• [What is needed] All lines with the word "sand" are to be found and copied from the listing.

• [Data shown]
★ ★ ★ ★ ★ ★ ★

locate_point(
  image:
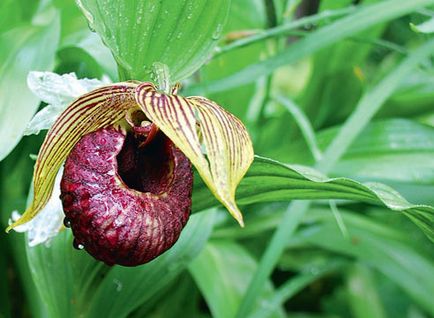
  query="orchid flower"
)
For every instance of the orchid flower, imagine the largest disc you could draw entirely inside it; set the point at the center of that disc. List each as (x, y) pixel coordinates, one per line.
(128, 149)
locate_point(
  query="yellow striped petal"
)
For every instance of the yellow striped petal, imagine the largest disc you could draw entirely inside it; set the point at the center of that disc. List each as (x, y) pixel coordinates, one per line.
(99, 108)
(196, 121)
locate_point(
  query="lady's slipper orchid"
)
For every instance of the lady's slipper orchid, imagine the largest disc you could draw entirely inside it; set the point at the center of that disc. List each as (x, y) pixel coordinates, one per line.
(126, 186)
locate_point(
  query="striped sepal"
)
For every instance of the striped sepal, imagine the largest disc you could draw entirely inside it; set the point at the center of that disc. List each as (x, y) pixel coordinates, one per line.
(99, 108)
(198, 125)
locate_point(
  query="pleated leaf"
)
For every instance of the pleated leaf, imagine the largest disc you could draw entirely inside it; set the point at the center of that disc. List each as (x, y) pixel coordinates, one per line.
(97, 109)
(181, 34)
(198, 125)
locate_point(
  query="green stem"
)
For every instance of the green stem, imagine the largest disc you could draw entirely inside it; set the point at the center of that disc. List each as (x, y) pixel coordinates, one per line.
(369, 104)
(285, 29)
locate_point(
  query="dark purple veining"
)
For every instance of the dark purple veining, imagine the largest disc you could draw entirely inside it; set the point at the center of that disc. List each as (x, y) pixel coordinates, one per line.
(126, 200)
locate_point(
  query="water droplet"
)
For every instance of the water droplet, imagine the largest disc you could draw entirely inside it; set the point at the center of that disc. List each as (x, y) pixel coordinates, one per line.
(77, 245)
(218, 31)
(67, 222)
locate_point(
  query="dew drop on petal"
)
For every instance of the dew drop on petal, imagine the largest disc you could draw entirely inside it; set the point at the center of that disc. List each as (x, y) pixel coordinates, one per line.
(77, 245)
(67, 222)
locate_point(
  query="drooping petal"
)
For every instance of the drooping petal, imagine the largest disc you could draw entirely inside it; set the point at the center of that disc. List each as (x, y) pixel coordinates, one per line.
(97, 109)
(58, 91)
(228, 147)
(49, 221)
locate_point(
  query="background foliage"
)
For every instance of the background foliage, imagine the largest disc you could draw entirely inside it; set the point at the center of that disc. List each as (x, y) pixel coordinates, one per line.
(343, 86)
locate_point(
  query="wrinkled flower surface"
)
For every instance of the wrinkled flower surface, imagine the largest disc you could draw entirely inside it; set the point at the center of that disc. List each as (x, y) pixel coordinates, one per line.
(128, 150)
(126, 203)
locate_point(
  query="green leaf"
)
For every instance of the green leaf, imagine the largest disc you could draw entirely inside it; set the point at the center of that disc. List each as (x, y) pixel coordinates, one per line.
(22, 50)
(402, 264)
(352, 24)
(394, 149)
(180, 34)
(73, 284)
(426, 27)
(270, 181)
(222, 272)
(363, 294)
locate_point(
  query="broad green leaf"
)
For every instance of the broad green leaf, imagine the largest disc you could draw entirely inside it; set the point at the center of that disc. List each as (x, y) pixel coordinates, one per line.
(222, 272)
(99, 108)
(245, 16)
(22, 50)
(215, 141)
(343, 28)
(73, 284)
(269, 181)
(180, 34)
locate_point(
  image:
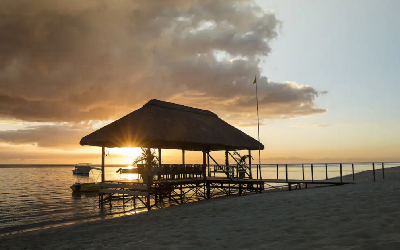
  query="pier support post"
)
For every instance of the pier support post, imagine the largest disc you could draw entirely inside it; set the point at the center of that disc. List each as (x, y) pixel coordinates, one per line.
(103, 154)
(312, 172)
(326, 171)
(286, 172)
(205, 176)
(227, 164)
(341, 173)
(277, 171)
(208, 164)
(251, 174)
(373, 169)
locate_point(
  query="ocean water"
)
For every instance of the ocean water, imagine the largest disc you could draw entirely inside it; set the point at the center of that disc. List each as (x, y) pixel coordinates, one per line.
(40, 196)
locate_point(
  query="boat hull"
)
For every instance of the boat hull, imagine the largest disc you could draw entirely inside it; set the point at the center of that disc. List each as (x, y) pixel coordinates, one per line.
(80, 172)
(85, 187)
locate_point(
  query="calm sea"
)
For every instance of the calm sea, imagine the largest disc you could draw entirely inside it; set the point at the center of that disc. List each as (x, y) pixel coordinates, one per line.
(40, 196)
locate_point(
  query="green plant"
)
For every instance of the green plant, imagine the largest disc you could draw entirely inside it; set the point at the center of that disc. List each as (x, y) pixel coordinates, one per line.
(148, 156)
(241, 160)
(150, 159)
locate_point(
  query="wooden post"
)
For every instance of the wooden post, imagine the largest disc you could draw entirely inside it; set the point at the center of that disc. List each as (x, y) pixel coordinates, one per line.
(326, 171)
(373, 169)
(286, 172)
(312, 172)
(208, 164)
(159, 157)
(227, 162)
(251, 174)
(205, 176)
(277, 171)
(103, 154)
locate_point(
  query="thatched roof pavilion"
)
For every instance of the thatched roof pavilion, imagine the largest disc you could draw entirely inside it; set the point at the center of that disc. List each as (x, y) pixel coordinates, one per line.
(165, 125)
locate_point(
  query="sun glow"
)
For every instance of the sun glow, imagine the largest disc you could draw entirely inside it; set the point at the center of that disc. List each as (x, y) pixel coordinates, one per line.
(128, 155)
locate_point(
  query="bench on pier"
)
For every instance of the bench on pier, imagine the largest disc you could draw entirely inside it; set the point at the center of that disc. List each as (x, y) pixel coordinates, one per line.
(306, 182)
(127, 192)
(123, 185)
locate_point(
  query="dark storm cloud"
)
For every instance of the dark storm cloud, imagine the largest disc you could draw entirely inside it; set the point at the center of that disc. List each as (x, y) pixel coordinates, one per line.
(51, 136)
(71, 61)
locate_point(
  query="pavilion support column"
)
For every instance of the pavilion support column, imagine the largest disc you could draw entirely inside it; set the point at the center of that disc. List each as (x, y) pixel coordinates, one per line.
(159, 163)
(208, 191)
(208, 164)
(159, 157)
(251, 175)
(103, 155)
(227, 163)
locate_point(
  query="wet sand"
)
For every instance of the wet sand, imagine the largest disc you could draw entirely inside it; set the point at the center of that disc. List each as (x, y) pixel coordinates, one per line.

★ ★ ★ ★ ★ ★ ★

• [Response to the task]
  query="wet sand"
For every instance of the wet sand, imagine the largest disc you could draw entirely inside it; set the point at the center of that disc. List each as (x, y) pixel coordinates, one per line.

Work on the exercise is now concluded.